EXERCISE INSTRUCTIONS:
a – Print the passage of the Correia interview starting at "The Michigan Firearms" and ending at "it to someone?".
b – Answer these from the Correia interview:
(i) In which decade is the Grimnoir Chronicles trilogy set?
(ii) How many Monster Hunter books does Correia say he has written so far?
(iii) Who co-wrote Dead Six and Swords of Exodus with him?

EXTRACT TO READ:
Larry Correia is steeped in the gun culture. He’s been a licensed machine-gun dealer, competitive shooter, firearms instructor and all-around gun nut.
He’s also a New York Times best-selling author with his “Monster Hunter” series of novels which pit horror-movie monsters against guys with guns. Lots of guns.
The Michigan Firearms Examiner talked with Larry about firearms, writing, and the state of the gun culture
Michigan Firearms Examiner: You burst onto the scene with Monster Hunter International. What’s your “elevator pitch” for that world when describing it to someone?
Correia: Think X-Files meets the Expendables. Basically, in a world where monsters are real, MHI is a company that specializes in taking care of monster problems. Usually with lots of violence.
Two of my passions in life are guns and monster movies. I’m especially a sucker for the lower budget ones. If the cast was paid in beer and pizza and the monster is a guy wearing a trash bag for a costume, I’ve probably seen it. Except most monster movies would be over really quickly if the characters were my kind of people. “There’s the monster! Good thing I’ve got this shotgun.” BOOM. Roll credits. So I wanted to write a monster story for people with a clue. The Monster Hunter series has been really successful. I’m at five books now, with several more planned, and we’re also working on a spin off series set in the same world written by John Ringo.
Michigan Firearms Examiner: Tell us a little about your other works including the Grimnoir Chronicle series and the Dead Six series.
Correia: The Grimnoir Chronicles trilogy (Hard Magic, Spellbound, Warbound) is set in the 1930s. It is a hard boiled, alternate history, where magic appeared in the 1850’s, giving some people superhero like powers. On the gun side of things this gave me an excuse to play with classics like Thompsons, Lewis Guns, and BARs. Also, John Moses Browning is a character, and he is literally a gun wizard. Dead Six and Swords of Exodus were co-written with Mike Kupari and we are working on the last book in the trilogy right now. They are thrillers. Dead Six is about a team of mercenaries versus a gang of thieves in a Middle Eastern country melting down during a military coup. Mike just retired from being an EOD Tech, and was actually serving in Afghanistan when the first book came out.
Michigan Firearms Examiner: You were active on firearms forums before you started writing. How did that help inspire MHI?

MATERIAL PROVIDED:
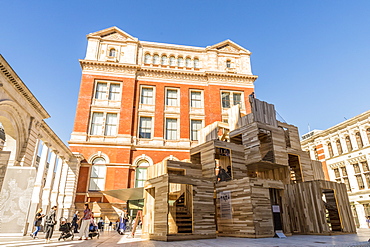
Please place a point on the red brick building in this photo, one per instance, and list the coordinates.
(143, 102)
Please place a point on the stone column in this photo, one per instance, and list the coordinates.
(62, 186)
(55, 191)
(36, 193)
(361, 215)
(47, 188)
---
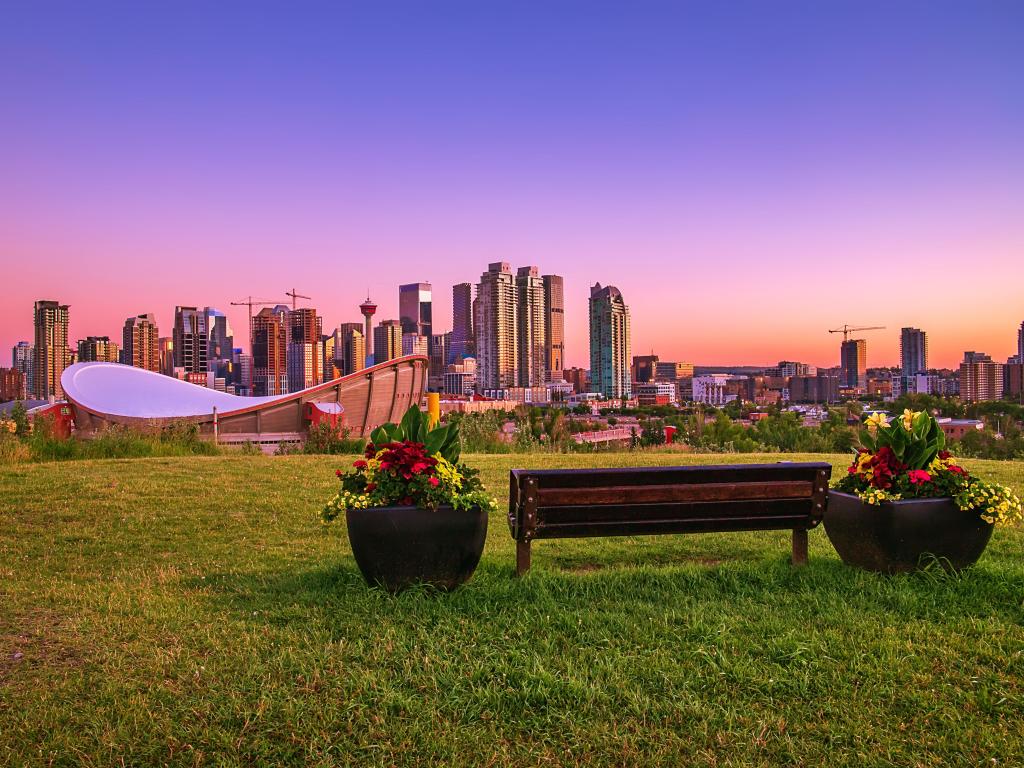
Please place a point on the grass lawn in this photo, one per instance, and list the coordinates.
--
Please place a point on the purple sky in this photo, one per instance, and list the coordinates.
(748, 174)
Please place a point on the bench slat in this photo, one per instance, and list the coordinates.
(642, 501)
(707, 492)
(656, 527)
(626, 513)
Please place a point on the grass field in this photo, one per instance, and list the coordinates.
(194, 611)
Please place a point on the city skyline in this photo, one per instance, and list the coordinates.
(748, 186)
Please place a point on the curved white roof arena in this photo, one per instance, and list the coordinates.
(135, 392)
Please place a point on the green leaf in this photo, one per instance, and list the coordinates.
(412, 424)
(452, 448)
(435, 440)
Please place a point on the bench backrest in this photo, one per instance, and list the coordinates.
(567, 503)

RESULTS IN ORDER:
a –
The Michigan Firearms Examiner talked with Larry about firearms, writing, and the state of the gun culture
Michigan Firearms Examiner: You burst onto the scene with Monster Hunter International. What’s your “elevator pitch” for that world when describing it to someone?

b –
(i) The 1930s.
(ii) Five.
(iii) Mike Kupari.